To-do list ▸
1. Answer these questions from the text on Europe's programmer shortage:
(a) What share of IT job postings in Poland omit salary information?
(b) How far did productivity growth in Europe fall, according to the text?
(c) In roughly how many Polish job postings does AWS appear?
2. Rewrite the passage of the text on Europe's programmer shortage starting at "Cloud and AI" and ending at "fast behind AWS.", substituting "Amazon Web Services" for "AWS" throughout.

-- Extract to read start --

Europe’s shortage of programmers is no longer a future risk
At the international conference “Future-proofing Your Business in a Changing Demographic and AI Landscape,” jointly organized by Eryk and Klaster IT the Center for Economic Initiatives, held on March 31, 2026, one message stood out with unusual clarity: Europe’s IT talent challenge is no longer cyclical. It is structural. Speaking during the event, Dariusz outlined why the shortage of programmers in Europe is set to deepen, and why European businesses need to rethink where and how they build IT capacity. His case was not built on one isolated trend, but on the collision of demographics, hiring friction, AI acceleration, and an increasingly narrow cloud talent market.

Why Europe’s shortage of programmers is getting worse
Dariusz’s argument rested on one central point: several pressures are now converging at once. Europe’s working-age population is projected to shrink by 505m to 500m by 2050. Germany alone is expected to lose 11 million potential workers, while Spain and Italy each lose between 7 to 8 million. At the same time, fertility remains far below the replacement level, meaning each new labour-market cohort is smaller than the one before it.
He also pointed to flaws inside the hiring market itself. In Poland, 42% of IT job postings do not include salary information (Polish IT Job Market Report, Q1 2026), creating friction and distrust in a market where top candidates move quickly. Contract structure is another barrier. Around 67% of Polish IT roles are offered through B2B contracts, which carry a median pay premium of 53% over permanent employment. Companies that insist only on traditional contracts are therefore competing for a much smaller share of the market. Geographic concentration adds further strain. More than half of Polish IT job postings are in Warsaw, leaving talent in secondary cities underused.
The broader economic signal is just as serious. Productivity growth in Europe has already fallen sharply, from 1.7% in the 1990s to 0.3% after 2008. In this view, the issue is not simply a technology gap. It is a workforce gap.
Cloud and AI will intensify the pressure
If the current market is tight, Dariusz’s message was that the next two years will be even tighter, especially in clouds. His assessment was direct: finding cloud skills will become significantly harder. Demand is already accelerating. AWS appears in roughly 1,700 Polish job postings, while Docker and Kubernetes have moved from specialist tools to baseline expectations. GCP and Azure are also growing fast behind AWS.

AI is making that pressure worse. Every serious AI workload runs on cloud infrastructure, which means traditional IT teams and AI-driven businesses are now competing for the same engineering talent. At the same time, the skills profile itself is expanding. Python and SQL are now entry-level expectations for data and AI roles, while true differentiation increasingly requires cloud platform expertise plus ML framework knowledge such as TensorFlow or PyTorch. In short, demand is rising while the candidate pool is thinning.

-- Extract to read end --
-- Rows start --

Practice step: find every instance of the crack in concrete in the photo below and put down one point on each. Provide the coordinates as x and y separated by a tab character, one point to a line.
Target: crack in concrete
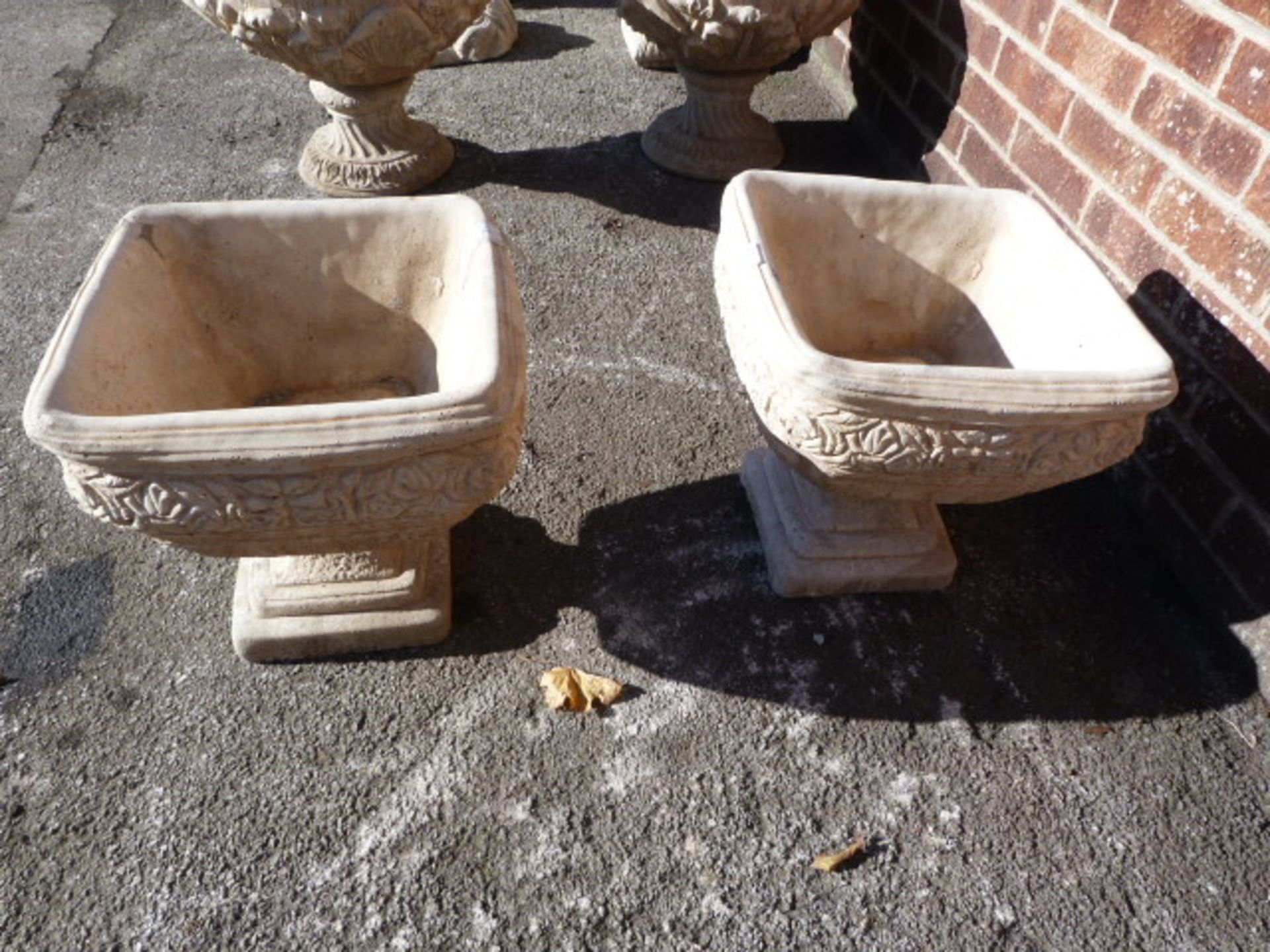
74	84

-- Rows end --
-- Rows start --

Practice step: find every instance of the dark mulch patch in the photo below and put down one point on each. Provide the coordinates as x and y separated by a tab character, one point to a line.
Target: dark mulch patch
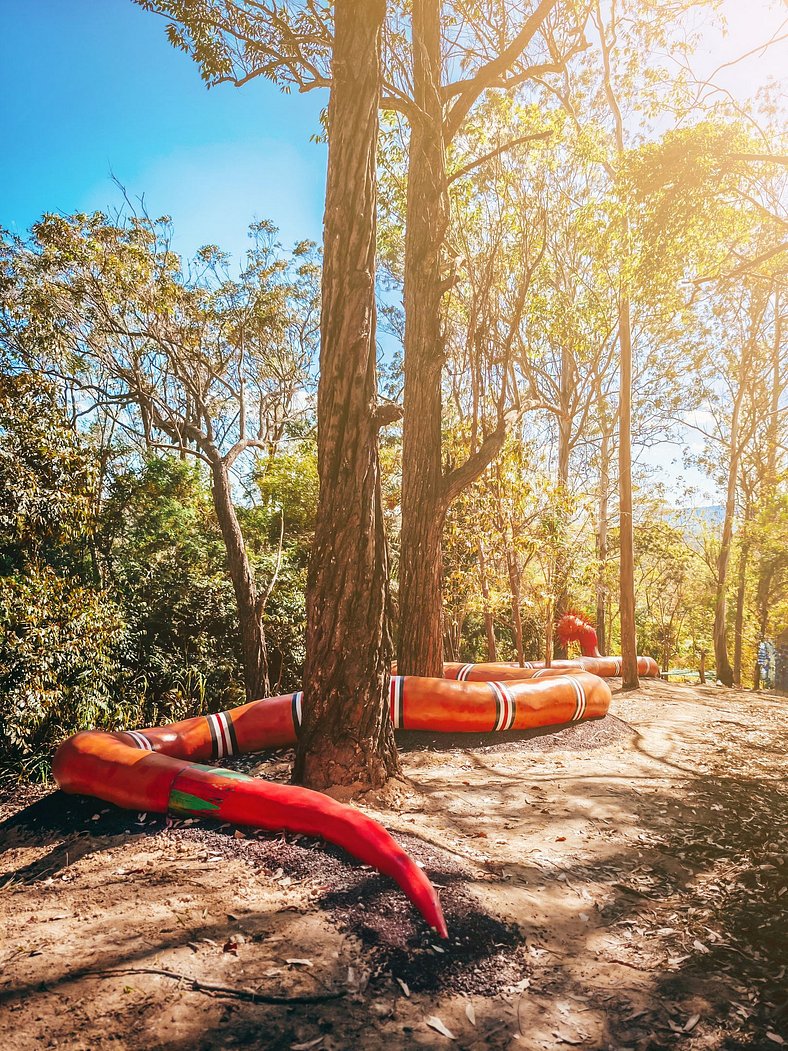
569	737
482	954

-- Rows end --

Solution set ▸
1.
(a) 42%
(b) From 1.7% in the 1990s to 0.3% after 2008
(c) Roughly 1,700

2.
Cloud and AI will intensify the pressure
If the current market is tight, Dariusz’s message was that the next two years will be even tighter, especially in clouds. His assessment was direct: finding cloud skills will become significantly harder. Demand is already accelerating. Amazon Web Services appears in roughly 1,700 Polish job postings, while Docker and Kubernetes have moved from specialist tools to baseline expectations. GCP and Azure are also growing fast behind Amazon Web Services.